SUPPLIED MATERIAL:
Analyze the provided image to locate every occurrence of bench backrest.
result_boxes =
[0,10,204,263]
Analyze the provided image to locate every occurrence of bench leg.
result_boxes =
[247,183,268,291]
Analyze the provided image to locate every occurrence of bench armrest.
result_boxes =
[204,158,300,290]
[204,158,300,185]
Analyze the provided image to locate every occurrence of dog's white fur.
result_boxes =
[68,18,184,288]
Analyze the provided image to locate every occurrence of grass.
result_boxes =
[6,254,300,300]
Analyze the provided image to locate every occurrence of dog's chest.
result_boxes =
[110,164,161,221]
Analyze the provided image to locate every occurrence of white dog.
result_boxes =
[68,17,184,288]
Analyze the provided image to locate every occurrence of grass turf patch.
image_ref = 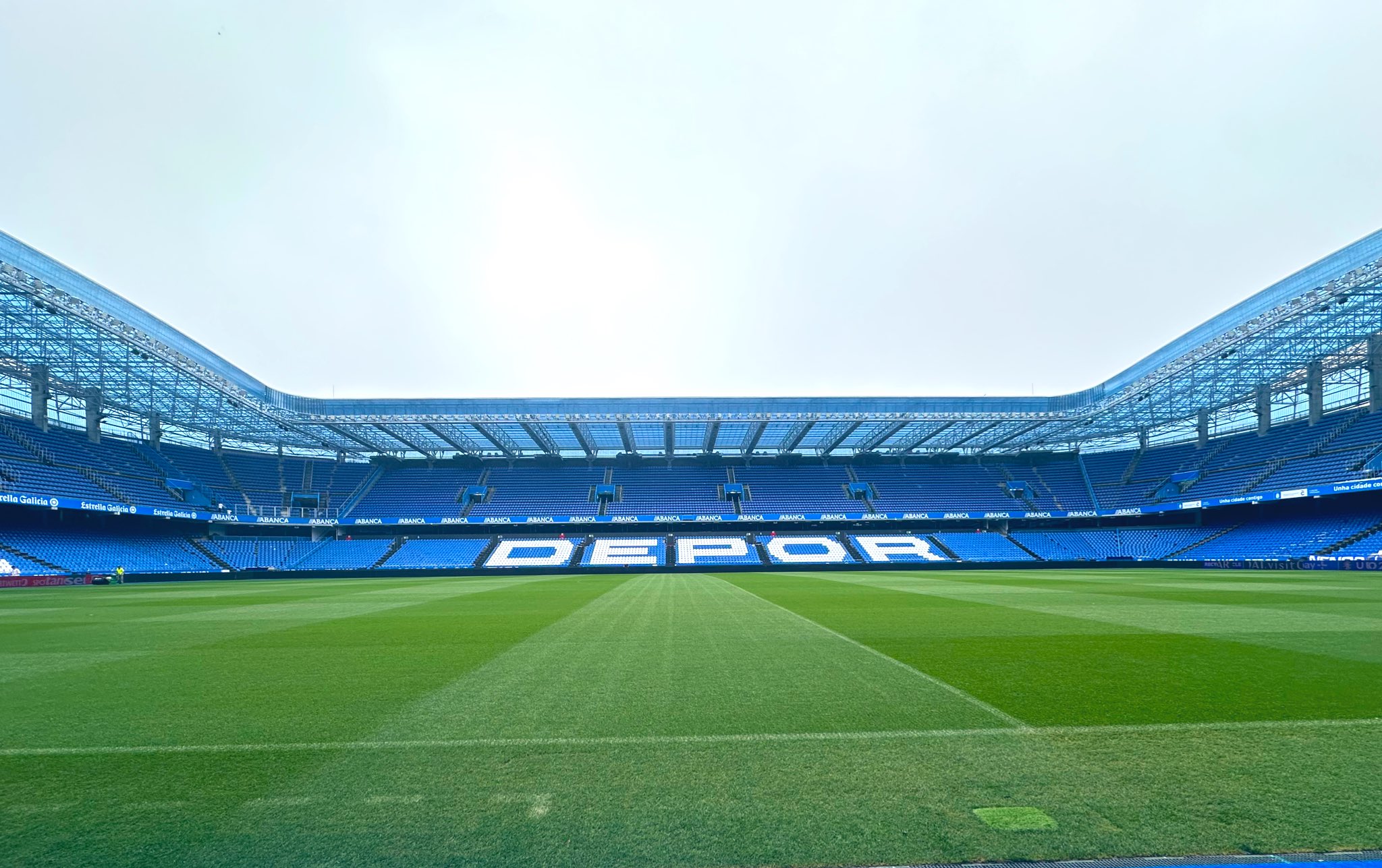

EXERCISE INSTRUCTIONS: Please present every line of the rows above as a numbered list, skipping blank lines and leaving the pictures out.

RESULT BELOW:
1. Analyze the provided image to locate every occurrence of bench backrest.
2. result_boxes =
3. [0,10,204,263]
4. Analyze the provided image to locate every occurrence of bench leg.
5. result_boxes =
6. [247,183,268,291]
7. Analyze the provided image to locate every occurrence of bench armrest.
8. result_boxes =
9. [204,158,300,290]
10. [204,158,300,185]
11. Analyze the provided image to locate every occurrence of dog's white fur.
12. result_boxes =
13. [68,18,184,288]
14. Analyze the provided image to locate every occurrence of grass.
15. result_boxes =
16. [6,254,300,300]
17. Analyze the provided image to locate every occurrence of dog's chest.
18. result_boxes =
19. [110,164,161,221]
20. Analyze the provided image to locate every occurrence of white dog.
21. result_boxes =
22. [68,17,184,288]
23. Analyze the provided image to locate every occurrence of grass turf patch.
24. image_ref = 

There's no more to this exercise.